> Data for processing
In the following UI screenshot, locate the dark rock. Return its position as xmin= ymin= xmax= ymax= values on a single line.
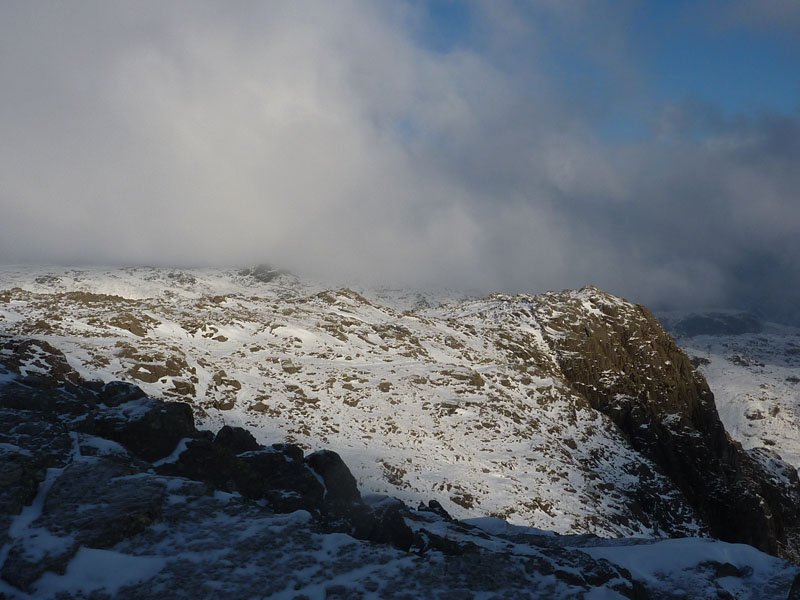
xmin=417 ymin=499 xmax=454 ymax=521
xmin=239 ymin=264 xmax=289 ymax=283
xmin=412 ymin=529 xmax=478 ymax=555
xmin=271 ymin=442 xmax=304 ymax=462
xmin=705 ymin=561 xmax=752 ymax=579
xmin=0 ymin=452 xmax=41 ymax=516
xmin=0 ymin=338 xmax=83 ymax=387
xmin=44 ymin=459 xmax=165 ymax=545
xmin=730 ymin=354 xmax=752 ymax=367
xmin=85 ymin=399 xmax=199 ymax=462
xmin=0 ymin=380 xmax=94 ymax=415
xmin=0 ymin=410 xmax=75 ymax=480
xmin=305 ymin=450 xmax=361 ymax=506
xmin=0 ymin=449 xmax=44 ymax=554
xmin=537 ymin=290 xmax=800 ymax=561
xmin=788 ymin=572 xmax=800 ymax=600
xmin=1 ymin=333 xmax=797 ymax=597
xmin=197 ymin=429 xmax=215 ymax=442
xmin=157 ymin=439 xmax=242 ymax=493
xmin=239 ymin=448 xmax=325 ymax=512
xmin=158 ymin=442 xmax=327 ymax=513
xmin=84 ymin=380 xmax=148 ymax=407
xmin=214 ymin=425 xmax=261 ymax=454
xmin=2 ymin=539 xmax=75 ymax=592
xmin=2 ymin=457 xmax=166 ymax=592
xmin=354 ymin=501 xmax=415 ymax=552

> Goal of the exercise
Omit the pictures. Transcribe every record exactly.

> Answer
In the following UI screenshot, locate the dark rock. Return its position as xmin= ymin= xmax= ymax= values on a single line.
xmin=417 ymin=499 xmax=454 ymax=521
xmin=239 ymin=264 xmax=289 ymax=283
xmin=412 ymin=529 xmax=478 ymax=555
xmin=271 ymin=442 xmax=304 ymax=462
xmin=705 ymin=561 xmax=752 ymax=579
xmin=0 ymin=452 xmax=41 ymax=516
xmin=0 ymin=338 xmax=83 ymax=387
xmin=44 ymin=459 xmax=165 ymax=545
xmin=730 ymin=354 xmax=752 ymax=367
xmin=85 ymin=399 xmax=199 ymax=462
xmin=0 ymin=380 xmax=94 ymax=415
xmin=0 ymin=410 xmax=75 ymax=480
xmin=305 ymin=450 xmax=361 ymax=506
xmin=0 ymin=449 xmax=44 ymax=554
xmin=537 ymin=290 xmax=800 ymax=561
xmin=788 ymin=572 xmax=800 ymax=600
xmin=1 ymin=333 xmax=797 ymax=597
xmin=197 ymin=429 xmax=215 ymax=442
xmin=157 ymin=439 xmax=242 ymax=493
xmin=239 ymin=448 xmax=325 ymax=512
xmin=158 ymin=442 xmax=327 ymax=513
xmin=84 ymin=380 xmax=148 ymax=407
xmin=214 ymin=425 xmax=261 ymax=454
xmin=2 ymin=539 xmax=75 ymax=592
xmin=2 ymin=457 xmax=166 ymax=592
xmin=354 ymin=501 xmax=415 ymax=552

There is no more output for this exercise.